Exercise instructions:
1. Write out the part of the SCPA redevelopment meeting summary from "Could they use" up to and including "the empty lot.".
2. Pick up the post on the former SCPA building meeting after its final sentence and write what follows.

— start of Text extract —

Tarbell’s words (paraphrasing): “With $50 million invested in the new Washington Park, with $60 Million being invested in Mercer Commons, with all of the investment going on in OTR and Pendleton; we will find a way to make this work.”

The night ended essentially with no resolution but with both parties agreeing to do more investigating into finding an equitable solution. Core is open to ideas about how to solve this issue but at the end of the day are developers needing to be profitable and are inclined to use a solution that ensures success to the highest degree.

We will post updates as they come including future events.  We will also be posting an audio transcript of the entire meeting. And finally, we encourage you to keep up with the Pendleton Community Council, to
email us
with your concerns or questions and to contact Core directly with viable solutions for this project.

How can we provide parking and safety for tenants and also maintain as much of the green space as possible? Let us know in the comments.

Core Redevelopment Meeting Audio

(This is from an iPhone and many of the questions came from around the crowd and are indiscernible)

Local 12‘s Angenette Levy’s report from the meeting:

43 Responses to “Summary of Former SCPA Development Meeting 01/09/2013”
  1. wmross says:

    Could they use the basement or part of the building for parking?

    • Scott Hand says:

      Doubtful – the foundations and structure for the old building wouldn’t be very conducive for that configuration. It would be cheaper and easier to just build a new underground garage below the empty lot.
      The parking was going to be a problem regardless of what developer or business got into the building.

      • John_Blatchford says:

        That’s a great question and one that was brought up during the meeting. Using the basement (or other parts within the building) for parking would be problematic for a few reasons.

        – What is considered the “basement” is what is the ground floor on the Broadway and 13th sides and below grade on the park/north side. To use this as parking would mean potentially interfering with the historic limestone, Greek tiled floors, marble columns and other historic features of that floor. Besides preservation on its own, this would obliterate chances of receiving much needed historic tax credits. It would also be a nightmare to try to use the floor in its current state with cars navigating sharp hallway turns and parking in the hallway itself.

        – To use the basement below this level would not work because on top of strange layouts down there, this is where the mechanical necessities would be housed and it would be prohibitively expensive and logistically pretty tough to dig tunnels especially when compared with paving a lawn.

        One solution discussed would be creating bi-level parking where there already is existing parking but this would probably not even address a third of the needed parking spaces as per Core’s plans.

        • Bonnie J. Speeg says:

          Anyone who went to, worked in, sang in, volunteered in, studied in, the SCPA basement knows a parking facility would be more than a nightmare, but undoable. There are tunnels, buried famous people and all that marble that developers never took time to consider in most of their planning lives.

— end of Text extract —
— start of Data segment —

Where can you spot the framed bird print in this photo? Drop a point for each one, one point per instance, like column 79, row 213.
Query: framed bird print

— end of Data segment —

Answers to the exercises:
1.
Could they use the basement or part of the building for parking?

    • Scott Hand says:

      Doubtful – the foundations and structure for the old building wouldn’t be very conducive for that configuration. It would be cheaper and easier to just build a new underground garage below the empty lot.

2.
    • John says:

      That’s a great question and one that was brought up during the meeting. Using the basement (or other parts within the building) for parking would be problematic for a few reasons.

      – What is considered the “basement” is what is the ground floor on the Broadway and 13th sides and below grade on the park/north side. To use this as parking would mean potentially interfering with the historic limestone, Greek tiled floors, marble columns and other historic features of that floor. Besides preservation on its own, this would obliterate chances of receiving much needed historic tax credits. It would also be a nightmare to try to use the floor in its current state with cars navigating sharp hallway turns and parking in the hallway itself.

      – To use the basement below this level would not work because on top of strange layouts down there, this is where the mechanical necessities would be housed and it would be prohibitively expensive and logistically pretty tough to dig tunnels especially when compared with paving a lawn.

      One solution discussed would be creating bi-level parking where there already is existing parking but this would probably not even address a third of the needed parking spaces as per Core’s plans.

    • Bonnie J. Speeg says:

      Question cannot come constructively from anyone unfamiliar with the building….there is far too much at risk physically, too much improbability, to this line of query. Other comments site those issues as to no reuse of the ‘basement’.

  2. 5chw4r7z says:

    I lived in the Groton Lofts for a few years and had to cross Race St and walk down an alley to get to the Gramercy garage. As my first experience living downtown I didn’t think anything about it. And the visitor angle is bogus as well, nobody downtown/OTR has visitor parking.
    The reality is, people will need close parking for the foreseeable future so what can we do that doesn’t ruin the fabric of the neighborhood? The last thing OTR needs is another surface lot.

  3. Couldn’tone or a few of the parking lots across the street be acquired and an above
    ground parking garage be built. Or the city could do a land swap and trade
    Peaslee Neighborhood Center for Cutter Playground? Peaslee Neighborhood Center
    could structure a lease to use some of the spaces in Woodward. The neighborhood
    Center is not an attractive building and has a large enough lot to construct a
    substantial garage to serve this portion of Pendleton. This would also create an opportunity to remove all of the surface parking directly surrounding Woodward.

  4. “I am unwilling to ask my residents to cross a street to get to their apartments” – John Watson CORE Redevelopment
    This is what happens when we have an Indianapolis-based firm in charge of redevelopment – no creativity, no understanding of actual urban neighborhoods. Having lived in Indy and being familiar with CORE’s past projects – they take on interesting projects but deliver vanilla.

    • joe gayetsky says:

      Numerous cincinnati developers who work in OtR passed on this property. Thankfully someone found a way to make it work and we’re not ending up with VLT Annex #5

    • Even if there is the parking issue, I am pretty impressed with the amount of creative solutions to difficult retrofitting problems with the property this guy is proposing. When looking at a national scale especially compared to cities like Boston and San Fran, Cincinnati isn’t that great at adaptive reuse. This is a rare example of a developer willing to take some chances and deliver a more unique product.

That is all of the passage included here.